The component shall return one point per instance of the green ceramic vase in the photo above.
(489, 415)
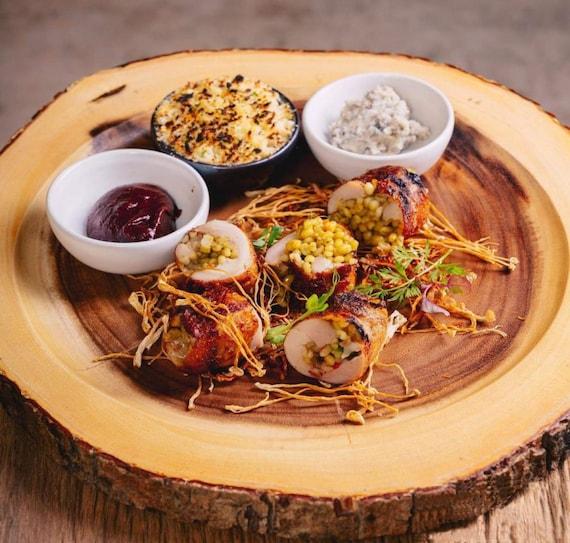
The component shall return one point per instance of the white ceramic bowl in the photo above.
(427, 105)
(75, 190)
┄┄┄┄┄┄
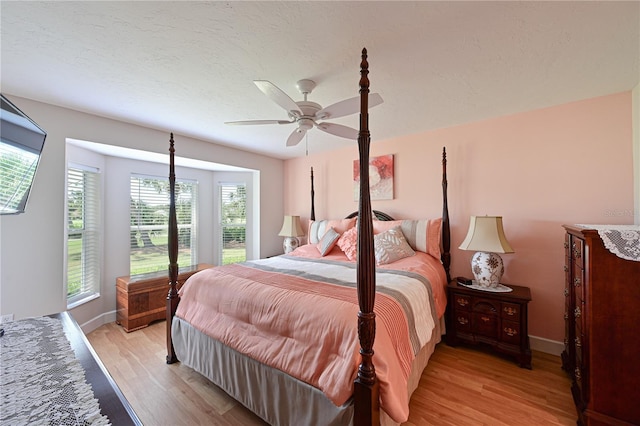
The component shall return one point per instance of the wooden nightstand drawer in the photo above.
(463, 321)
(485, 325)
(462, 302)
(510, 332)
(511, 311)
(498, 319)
┄┄┄┄┄┄
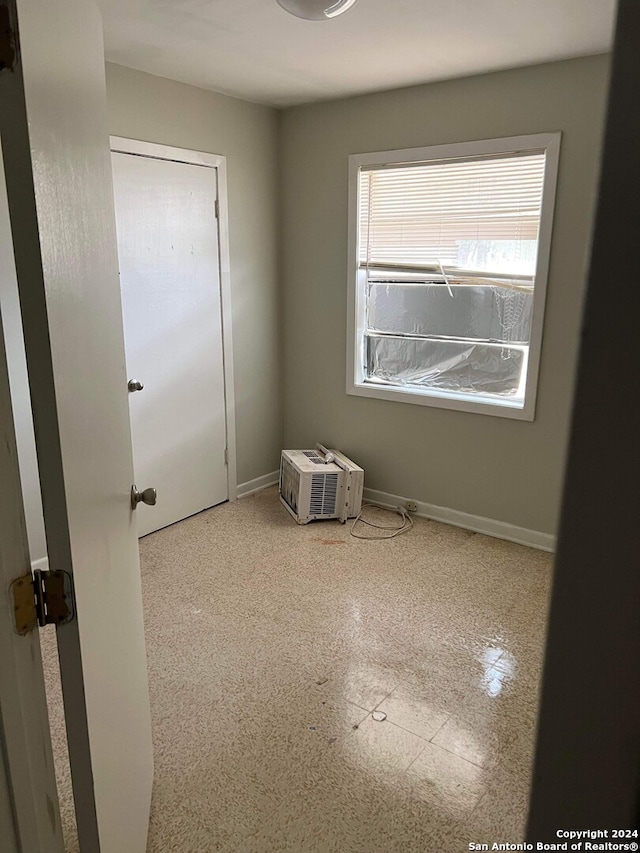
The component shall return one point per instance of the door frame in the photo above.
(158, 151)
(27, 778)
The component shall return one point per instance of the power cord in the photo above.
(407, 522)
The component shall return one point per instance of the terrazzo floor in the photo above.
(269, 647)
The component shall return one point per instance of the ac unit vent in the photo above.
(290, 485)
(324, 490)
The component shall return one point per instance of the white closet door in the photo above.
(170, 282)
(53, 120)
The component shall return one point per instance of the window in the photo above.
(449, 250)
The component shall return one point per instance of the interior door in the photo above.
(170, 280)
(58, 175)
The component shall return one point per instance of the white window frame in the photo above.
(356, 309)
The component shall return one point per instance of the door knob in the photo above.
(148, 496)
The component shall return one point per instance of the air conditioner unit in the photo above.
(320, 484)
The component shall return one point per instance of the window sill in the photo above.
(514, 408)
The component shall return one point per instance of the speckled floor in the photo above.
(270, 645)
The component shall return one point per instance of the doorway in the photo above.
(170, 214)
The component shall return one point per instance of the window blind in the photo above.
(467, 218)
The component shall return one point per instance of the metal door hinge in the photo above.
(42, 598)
┄┄┄┄┄┄
PROBLEM TO WORK ON: Report every line of the data above that contains the string "unit", treating uppercase and lowercase as different.

ANSWER TO THIS PROBLEM:
The component shall return one point per instance of the ac unit vent in the photo above.
The component shall return one point per instance of the air conditioner unit in the photo above.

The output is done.